- [Exercise prompt]
Omit every picture, then give all the entries again exactly.

Collected data
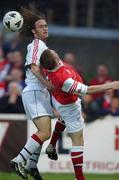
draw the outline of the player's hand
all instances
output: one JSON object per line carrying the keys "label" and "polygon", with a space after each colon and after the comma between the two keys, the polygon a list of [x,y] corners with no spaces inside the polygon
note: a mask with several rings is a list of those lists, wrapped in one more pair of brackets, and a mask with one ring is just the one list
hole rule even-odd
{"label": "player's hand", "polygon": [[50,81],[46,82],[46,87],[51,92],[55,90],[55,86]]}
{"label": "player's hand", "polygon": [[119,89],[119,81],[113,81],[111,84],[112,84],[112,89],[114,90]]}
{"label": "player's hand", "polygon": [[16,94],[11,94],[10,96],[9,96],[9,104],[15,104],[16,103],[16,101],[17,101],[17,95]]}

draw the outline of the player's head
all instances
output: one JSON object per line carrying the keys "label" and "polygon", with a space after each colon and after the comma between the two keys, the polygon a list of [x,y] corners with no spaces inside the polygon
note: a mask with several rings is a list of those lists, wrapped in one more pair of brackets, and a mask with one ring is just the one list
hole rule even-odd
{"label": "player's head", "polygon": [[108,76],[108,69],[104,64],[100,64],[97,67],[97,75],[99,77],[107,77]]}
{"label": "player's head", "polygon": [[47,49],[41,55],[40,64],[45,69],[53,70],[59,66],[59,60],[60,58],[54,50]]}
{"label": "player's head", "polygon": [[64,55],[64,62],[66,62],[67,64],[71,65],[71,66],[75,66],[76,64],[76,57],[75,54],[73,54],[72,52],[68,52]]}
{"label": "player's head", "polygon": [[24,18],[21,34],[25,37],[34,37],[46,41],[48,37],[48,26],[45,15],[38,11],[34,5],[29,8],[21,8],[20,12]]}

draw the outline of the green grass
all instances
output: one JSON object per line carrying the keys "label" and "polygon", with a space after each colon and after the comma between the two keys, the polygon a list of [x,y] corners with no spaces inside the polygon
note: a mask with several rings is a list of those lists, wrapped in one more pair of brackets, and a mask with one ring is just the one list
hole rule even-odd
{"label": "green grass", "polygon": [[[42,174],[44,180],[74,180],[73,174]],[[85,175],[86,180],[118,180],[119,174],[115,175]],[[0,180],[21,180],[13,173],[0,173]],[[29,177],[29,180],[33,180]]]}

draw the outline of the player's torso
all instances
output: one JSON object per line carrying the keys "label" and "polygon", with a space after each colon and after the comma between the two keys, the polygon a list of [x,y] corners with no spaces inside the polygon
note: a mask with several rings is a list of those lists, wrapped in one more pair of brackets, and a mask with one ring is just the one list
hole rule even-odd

- [Expected answer]
draw the outline of the player's hand
all instances
output: one JSON object per line carrying the keys "label" and "polygon", with a space after each colon and after the comma between the two keys, the polygon a list of [x,y] corners with no spaces inside the polygon
note: a mask with several rings is a list of those lists, wrapped in one more pair of brackets, and a mask with one ring is just the one list
hole rule even-odd
{"label": "player's hand", "polygon": [[50,81],[46,82],[46,87],[51,92],[55,90],[55,86]]}
{"label": "player's hand", "polygon": [[119,89],[119,81],[113,81],[111,84],[112,84],[112,89],[114,90]]}
{"label": "player's hand", "polygon": [[16,94],[11,94],[10,96],[9,96],[9,104],[15,104],[16,103],[16,101],[17,101],[17,95]]}

draw the outline of the player's head
all instances
output: one JSON object per line carrying the keys "label" and "polygon", with a space after each colon and after the comma between the two keys, the polygon a list of [x,y] corners with no spaces inside the polygon
note: a mask with several rings is a list of those lists, wrapped in one more pair of brackets, and a mask with one ring is just the one list
hole rule even-odd
{"label": "player's head", "polygon": [[108,76],[108,69],[104,64],[100,64],[97,67],[97,75],[99,77],[107,77]]}
{"label": "player's head", "polygon": [[47,49],[41,55],[40,64],[45,69],[53,70],[59,66],[59,60],[60,58],[54,50]]}
{"label": "player's head", "polygon": [[64,55],[64,62],[66,62],[67,64],[71,65],[71,66],[75,66],[76,64],[76,57],[75,54],[73,54],[72,52],[68,52]]}
{"label": "player's head", "polygon": [[24,18],[21,34],[25,37],[34,37],[46,41],[48,37],[48,26],[45,15],[38,11],[34,5],[29,8],[21,8],[20,12]]}

draw the outline of the green grass
all instances
output: one JSON object per line carrying the keys "label" and "polygon", with a space after each colon and after the comma between the two keys, the polygon a list of [x,y] corners with no spaces inside the polygon
note: a mask with several rings is a list of those lists, wrapped in one more pair of brackets, and a mask with one ring is just the one list
hole rule even-odd
{"label": "green grass", "polygon": [[[42,174],[44,180],[74,180],[73,174]],[[85,175],[86,180],[118,180],[119,174],[115,175]],[[0,180],[21,180],[13,173],[0,173]],[[29,177],[29,180],[33,180]]]}

draw the outline of the player's torso
all instances
output: one JSON object per line carrying the keys "label" and "polygon", with a space after each colon and after the comma between the two keys, the polygon a list of [x,y] corners with no spaces inside the polygon
note: a mask with several rings is a list of those lists, wrapped in one more pair of brackets, and a mask with one ring is just the one list
hole rule even-odd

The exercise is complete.